● Activity
Wherever the string "forest" appears in the entries below, return the line that holds it.

Saved entries
* * * * *
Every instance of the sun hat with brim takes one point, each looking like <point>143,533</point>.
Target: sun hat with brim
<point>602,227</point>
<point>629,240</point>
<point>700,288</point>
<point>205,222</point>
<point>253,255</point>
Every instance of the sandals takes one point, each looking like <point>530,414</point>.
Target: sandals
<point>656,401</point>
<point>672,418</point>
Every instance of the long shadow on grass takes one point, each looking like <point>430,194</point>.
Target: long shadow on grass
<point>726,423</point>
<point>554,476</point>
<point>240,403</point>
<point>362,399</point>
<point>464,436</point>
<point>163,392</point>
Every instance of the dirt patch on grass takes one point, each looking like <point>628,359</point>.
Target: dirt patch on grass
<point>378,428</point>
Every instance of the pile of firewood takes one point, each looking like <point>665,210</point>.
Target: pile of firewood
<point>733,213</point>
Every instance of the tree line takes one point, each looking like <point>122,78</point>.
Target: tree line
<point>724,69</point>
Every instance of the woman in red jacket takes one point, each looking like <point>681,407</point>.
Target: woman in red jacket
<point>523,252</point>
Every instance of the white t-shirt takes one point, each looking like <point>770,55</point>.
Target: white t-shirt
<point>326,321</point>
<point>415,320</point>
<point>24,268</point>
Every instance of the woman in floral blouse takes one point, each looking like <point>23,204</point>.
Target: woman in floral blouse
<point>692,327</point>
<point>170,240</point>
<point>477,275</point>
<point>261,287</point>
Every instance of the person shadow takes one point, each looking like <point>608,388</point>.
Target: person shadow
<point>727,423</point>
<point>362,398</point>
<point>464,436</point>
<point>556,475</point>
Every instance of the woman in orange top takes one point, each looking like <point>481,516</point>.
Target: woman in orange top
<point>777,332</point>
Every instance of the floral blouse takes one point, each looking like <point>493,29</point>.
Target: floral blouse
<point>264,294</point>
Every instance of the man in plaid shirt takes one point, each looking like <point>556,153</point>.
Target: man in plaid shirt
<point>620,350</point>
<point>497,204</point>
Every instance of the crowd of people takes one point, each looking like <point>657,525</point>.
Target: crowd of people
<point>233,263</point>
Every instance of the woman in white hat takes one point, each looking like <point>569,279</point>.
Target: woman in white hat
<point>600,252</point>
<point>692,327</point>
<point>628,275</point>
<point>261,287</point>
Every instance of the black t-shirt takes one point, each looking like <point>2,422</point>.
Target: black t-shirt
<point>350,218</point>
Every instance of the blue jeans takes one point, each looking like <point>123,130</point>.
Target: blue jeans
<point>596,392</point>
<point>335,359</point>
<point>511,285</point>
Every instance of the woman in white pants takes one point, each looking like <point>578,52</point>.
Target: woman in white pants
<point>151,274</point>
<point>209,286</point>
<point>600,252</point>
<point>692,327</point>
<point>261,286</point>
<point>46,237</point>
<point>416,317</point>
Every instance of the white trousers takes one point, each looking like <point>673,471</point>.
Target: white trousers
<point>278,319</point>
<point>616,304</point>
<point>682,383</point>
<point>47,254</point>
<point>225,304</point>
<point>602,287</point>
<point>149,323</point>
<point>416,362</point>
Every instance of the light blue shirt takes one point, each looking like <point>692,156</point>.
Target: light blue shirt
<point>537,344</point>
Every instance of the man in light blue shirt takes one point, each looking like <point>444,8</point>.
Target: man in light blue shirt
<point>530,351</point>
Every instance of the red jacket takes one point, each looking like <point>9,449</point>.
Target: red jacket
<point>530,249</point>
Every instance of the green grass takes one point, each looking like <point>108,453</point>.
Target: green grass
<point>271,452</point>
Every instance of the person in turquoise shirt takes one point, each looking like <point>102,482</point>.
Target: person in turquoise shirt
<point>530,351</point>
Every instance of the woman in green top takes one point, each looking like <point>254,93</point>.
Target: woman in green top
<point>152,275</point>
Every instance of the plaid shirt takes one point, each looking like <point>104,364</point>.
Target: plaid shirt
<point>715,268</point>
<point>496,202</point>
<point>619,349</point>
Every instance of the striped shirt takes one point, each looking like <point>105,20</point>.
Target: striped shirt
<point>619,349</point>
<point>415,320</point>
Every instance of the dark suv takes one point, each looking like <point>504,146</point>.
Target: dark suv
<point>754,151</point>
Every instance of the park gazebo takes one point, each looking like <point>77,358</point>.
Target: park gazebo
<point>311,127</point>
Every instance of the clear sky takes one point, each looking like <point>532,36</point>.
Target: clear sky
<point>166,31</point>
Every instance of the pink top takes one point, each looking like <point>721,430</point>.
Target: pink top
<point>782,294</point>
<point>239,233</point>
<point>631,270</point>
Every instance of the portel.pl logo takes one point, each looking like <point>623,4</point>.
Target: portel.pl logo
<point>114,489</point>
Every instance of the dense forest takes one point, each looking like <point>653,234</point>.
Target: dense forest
* * * * *
● Your solution
Every instance of the dense forest takes one point, each looking like <point>653,234</point>.
Target: dense forest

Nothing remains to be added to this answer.